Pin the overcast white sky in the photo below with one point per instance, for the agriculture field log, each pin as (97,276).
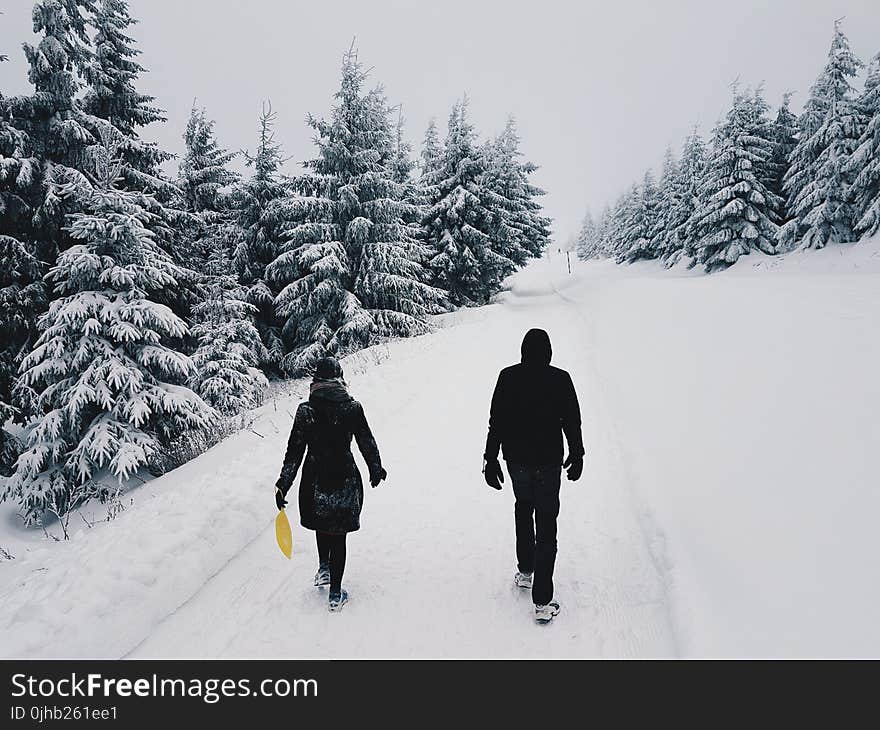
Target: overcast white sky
(599,88)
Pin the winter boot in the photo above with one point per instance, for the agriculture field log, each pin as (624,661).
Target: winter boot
(337,601)
(545,614)
(322,577)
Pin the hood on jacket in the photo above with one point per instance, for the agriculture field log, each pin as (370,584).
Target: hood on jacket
(536,348)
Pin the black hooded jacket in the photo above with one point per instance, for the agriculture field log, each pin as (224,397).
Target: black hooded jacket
(533,405)
(331,492)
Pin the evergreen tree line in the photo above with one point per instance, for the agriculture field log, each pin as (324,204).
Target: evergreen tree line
(765,182)
(140,311)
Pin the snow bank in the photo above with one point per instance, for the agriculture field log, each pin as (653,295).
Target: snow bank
(747,405)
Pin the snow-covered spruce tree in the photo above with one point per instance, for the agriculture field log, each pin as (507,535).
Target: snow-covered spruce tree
(431,156)
(22,294)
(587,245)
(733,217)
(204,179)
(666,201)
(52,132)
(680,240)
(784,131)
(258,237)
(108,385)
(111,95)
(349,270)
(401,164)
(226,362)
(621,211)
(864,164)
(44,142)
(459,223)
(603,233)
(520,231)
(818,180)
(638,225)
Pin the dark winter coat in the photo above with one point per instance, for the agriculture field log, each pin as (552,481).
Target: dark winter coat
(331,492)
(533,405)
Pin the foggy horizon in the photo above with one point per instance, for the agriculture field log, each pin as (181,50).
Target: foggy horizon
(598,91)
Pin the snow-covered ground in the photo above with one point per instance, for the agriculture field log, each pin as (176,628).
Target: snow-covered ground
(727,507)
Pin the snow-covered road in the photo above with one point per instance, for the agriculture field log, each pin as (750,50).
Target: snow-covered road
(727,508)
(430,572)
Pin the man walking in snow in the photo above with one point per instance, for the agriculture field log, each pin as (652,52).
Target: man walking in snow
(534,404)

****************************************

> Required action:
Retype exactly. Start at the line with "Target: snow-covered spruce tree" and stop at the last line of the data.

> Task output:
Target: snow-covered spruce tree
(431,156)
(22,294)
(587,245)
(733,217)
(204,179)
(666,201)
(52,132)
(680,240)
(784,131)
(258,237)
(108,385)
(111,95)
(349,270)
(401,164)
(226,362)
(621,211)
(864,164)
(44,142)
(459,223)
(603,233)
(520,231)
(818,180)
(638,225)
Pin the dark winter coat in the photo above with one point per instance, for the agriculture field log, each pin as (552,481).
Target: dark winter coat
(331,492)
(533,405)
Pin the foggy horizon in the photo above with one point per instance, for the agriculture field log, each pin as (181,50).
Target: foggy horizon
(598,91)
Pin the snow-covered ground in the photo above with one point per instance, for the agriculture field log, each pin as (176,628).
Target: snow-covered ground
(727,507)
Pin the snow-covered road in the photo above with one point per instance, for the agriculture field log, each pin as (750,50).
Target: snow-covered road
(727,508)
(430,572)
Pin the man walking in snow in the photo above with one point per instance, for the agriculture field log, each pin as (652,52).
Target: man walking in snow
(534,404)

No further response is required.